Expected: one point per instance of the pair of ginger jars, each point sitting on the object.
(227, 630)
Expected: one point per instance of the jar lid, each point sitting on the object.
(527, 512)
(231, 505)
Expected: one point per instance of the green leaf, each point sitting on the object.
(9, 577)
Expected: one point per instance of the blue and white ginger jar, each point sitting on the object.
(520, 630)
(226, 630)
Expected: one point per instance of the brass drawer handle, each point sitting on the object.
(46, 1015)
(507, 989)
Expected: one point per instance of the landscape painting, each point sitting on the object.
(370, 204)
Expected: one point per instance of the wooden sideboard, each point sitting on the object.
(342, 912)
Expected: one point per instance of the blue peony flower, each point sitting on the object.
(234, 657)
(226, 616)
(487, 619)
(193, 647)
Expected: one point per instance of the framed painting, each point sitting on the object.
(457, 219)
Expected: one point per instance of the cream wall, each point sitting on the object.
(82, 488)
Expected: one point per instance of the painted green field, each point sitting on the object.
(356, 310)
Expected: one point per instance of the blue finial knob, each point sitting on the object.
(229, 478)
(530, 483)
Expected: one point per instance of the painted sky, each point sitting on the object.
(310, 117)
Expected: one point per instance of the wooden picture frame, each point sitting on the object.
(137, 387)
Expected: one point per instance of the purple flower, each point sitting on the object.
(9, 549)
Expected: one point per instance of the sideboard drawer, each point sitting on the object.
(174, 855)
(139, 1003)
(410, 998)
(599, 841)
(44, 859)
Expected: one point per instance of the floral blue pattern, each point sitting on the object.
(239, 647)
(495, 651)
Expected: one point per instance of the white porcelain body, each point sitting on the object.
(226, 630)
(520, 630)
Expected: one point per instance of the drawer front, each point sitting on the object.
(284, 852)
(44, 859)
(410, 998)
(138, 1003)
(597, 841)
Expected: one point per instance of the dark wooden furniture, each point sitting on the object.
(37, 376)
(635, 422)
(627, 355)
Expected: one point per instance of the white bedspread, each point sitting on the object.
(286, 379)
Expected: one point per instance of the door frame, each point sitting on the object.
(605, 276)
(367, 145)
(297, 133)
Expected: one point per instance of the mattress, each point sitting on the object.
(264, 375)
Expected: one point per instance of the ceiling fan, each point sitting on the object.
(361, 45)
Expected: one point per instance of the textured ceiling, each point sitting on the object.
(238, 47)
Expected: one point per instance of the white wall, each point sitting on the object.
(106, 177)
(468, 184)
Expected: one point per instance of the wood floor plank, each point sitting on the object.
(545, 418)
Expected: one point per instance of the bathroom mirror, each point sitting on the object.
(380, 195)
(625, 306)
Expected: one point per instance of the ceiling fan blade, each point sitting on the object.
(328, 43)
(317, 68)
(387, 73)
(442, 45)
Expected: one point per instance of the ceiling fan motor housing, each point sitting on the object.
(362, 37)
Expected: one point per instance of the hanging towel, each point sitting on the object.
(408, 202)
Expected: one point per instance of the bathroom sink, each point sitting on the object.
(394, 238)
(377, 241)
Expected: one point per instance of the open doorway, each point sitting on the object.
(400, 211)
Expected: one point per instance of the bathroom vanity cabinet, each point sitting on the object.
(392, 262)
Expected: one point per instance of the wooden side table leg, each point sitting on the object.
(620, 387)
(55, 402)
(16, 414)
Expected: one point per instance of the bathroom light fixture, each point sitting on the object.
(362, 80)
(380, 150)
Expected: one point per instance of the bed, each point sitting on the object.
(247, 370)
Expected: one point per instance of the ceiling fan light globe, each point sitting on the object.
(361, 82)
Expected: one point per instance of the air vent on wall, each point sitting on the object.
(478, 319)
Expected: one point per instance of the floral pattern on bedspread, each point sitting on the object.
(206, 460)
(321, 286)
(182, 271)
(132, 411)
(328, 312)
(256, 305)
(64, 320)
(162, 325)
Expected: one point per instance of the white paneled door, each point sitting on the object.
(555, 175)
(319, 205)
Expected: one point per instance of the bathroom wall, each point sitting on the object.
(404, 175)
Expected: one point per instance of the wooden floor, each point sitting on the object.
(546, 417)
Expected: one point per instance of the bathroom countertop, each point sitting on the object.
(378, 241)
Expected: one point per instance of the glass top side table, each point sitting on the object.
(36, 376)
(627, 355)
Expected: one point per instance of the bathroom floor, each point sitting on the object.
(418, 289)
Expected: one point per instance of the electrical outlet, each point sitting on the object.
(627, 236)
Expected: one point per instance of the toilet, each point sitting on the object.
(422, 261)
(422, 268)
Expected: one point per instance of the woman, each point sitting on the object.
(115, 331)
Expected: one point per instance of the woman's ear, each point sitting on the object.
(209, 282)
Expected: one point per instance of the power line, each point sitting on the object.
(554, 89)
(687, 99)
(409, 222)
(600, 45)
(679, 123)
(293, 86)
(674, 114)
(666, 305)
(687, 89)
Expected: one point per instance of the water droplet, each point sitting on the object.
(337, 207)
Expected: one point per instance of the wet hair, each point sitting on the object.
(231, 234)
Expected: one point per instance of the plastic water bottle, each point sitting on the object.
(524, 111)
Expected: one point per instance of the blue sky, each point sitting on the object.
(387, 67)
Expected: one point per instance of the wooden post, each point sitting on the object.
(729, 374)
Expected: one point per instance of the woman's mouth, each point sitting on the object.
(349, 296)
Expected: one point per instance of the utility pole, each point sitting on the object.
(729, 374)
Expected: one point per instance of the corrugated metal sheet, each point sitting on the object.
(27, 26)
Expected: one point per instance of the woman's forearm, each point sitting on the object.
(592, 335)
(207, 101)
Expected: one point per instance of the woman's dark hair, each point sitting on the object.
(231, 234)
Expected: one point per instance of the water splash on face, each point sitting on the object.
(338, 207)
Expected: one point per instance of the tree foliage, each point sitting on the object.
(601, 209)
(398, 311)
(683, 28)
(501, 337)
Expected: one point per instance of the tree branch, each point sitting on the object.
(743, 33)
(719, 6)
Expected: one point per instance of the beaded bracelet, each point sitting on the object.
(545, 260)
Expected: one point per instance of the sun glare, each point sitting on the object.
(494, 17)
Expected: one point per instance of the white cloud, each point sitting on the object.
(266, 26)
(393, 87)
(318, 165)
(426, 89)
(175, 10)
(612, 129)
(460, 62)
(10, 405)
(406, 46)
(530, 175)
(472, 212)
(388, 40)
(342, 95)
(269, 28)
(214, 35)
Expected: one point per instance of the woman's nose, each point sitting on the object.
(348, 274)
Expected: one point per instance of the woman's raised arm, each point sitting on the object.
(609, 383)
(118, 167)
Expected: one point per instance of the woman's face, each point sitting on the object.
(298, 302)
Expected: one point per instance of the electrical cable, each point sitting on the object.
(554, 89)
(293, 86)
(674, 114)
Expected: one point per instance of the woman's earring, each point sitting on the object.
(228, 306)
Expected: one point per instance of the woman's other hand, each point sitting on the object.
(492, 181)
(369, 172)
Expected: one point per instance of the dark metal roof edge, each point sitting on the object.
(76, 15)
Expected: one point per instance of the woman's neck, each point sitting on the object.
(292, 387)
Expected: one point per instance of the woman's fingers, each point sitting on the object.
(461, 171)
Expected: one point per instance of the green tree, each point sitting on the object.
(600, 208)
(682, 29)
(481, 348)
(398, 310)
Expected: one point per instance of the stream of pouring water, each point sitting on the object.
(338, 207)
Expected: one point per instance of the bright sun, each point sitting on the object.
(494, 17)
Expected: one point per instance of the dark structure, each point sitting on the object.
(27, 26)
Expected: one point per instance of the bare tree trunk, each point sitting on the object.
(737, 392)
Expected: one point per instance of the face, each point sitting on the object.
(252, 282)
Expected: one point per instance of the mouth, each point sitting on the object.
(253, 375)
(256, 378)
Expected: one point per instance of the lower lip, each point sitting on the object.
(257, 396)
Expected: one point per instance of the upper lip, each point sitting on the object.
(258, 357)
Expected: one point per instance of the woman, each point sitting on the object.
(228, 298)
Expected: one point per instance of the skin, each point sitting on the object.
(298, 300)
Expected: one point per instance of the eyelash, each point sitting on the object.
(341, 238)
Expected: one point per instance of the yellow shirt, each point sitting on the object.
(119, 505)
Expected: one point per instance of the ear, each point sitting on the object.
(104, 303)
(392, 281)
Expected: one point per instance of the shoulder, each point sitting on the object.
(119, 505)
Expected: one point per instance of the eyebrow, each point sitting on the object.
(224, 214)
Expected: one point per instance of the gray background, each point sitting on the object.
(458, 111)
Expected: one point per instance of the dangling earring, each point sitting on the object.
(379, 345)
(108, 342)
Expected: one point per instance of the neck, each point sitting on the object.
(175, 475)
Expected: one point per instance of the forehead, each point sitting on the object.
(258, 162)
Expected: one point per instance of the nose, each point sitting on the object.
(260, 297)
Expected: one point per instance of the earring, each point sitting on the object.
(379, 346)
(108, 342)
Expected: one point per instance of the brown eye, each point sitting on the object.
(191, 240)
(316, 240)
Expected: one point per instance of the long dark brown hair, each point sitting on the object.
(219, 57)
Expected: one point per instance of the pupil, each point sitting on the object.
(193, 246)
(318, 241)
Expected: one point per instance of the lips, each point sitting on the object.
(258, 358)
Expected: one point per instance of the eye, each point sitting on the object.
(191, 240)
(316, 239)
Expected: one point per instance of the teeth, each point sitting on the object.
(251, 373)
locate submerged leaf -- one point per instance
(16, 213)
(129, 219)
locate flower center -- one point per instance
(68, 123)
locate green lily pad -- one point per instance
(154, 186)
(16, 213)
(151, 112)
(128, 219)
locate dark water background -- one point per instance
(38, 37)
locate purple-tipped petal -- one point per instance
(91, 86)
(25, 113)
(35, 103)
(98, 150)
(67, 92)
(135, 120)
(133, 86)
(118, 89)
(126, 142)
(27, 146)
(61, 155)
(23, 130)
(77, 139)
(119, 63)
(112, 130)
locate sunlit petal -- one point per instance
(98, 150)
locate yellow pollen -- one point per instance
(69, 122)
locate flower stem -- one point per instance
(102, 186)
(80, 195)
·····
# Goal:
Quote, character for character, every line of the entries above from the line containing "Expected: one point per instance of the long" through the last line of the entries, inclusive.

# Solution:
Expected: one point per instance of the long dark brown hair, each point sitting on the object.
(219, 57)
Expected: one point per instance of the pupil, each point sitting on the object.
(193, 246)
(318, 241)
Expected: one point per instance of the lips, each point sitting on the object.
(258, 358)
Expected: one point per instance of the eye, each point sitting on the object.
(191, 240)
(316, 239)
Expected: one point per instance of the teeth, each point sitting on the object.
(251, 373)
locate submerged leaf -- one point per instance
(16, 213)
(129, 219)
locate flower center -- one point per instance
(68, 123)
locate green lily pad -- one point per instance
(154, 186)
(16, 213)
(151, 112)
(128, 219)
locate dark water background -- one point per instance
(38, 37)
locate purple-tipped petal -- one point per instance
(91, 86)
(25, 113)
(35, 103)
(98, 150)
(67, 92)
(135, 120)
(133, 86)
(118, 89)
(126, 142)
(27, 146)
(61, 155)
(23, 130)
(77, 139)
(119, 63)
(112, 130)
locate sunlit petal -- one point per instance
(98, 150)
locate yellow pollen -- one point per instance
(69, 122)
locate flower stem -- one point per instance
(102, 186)
(80, 195)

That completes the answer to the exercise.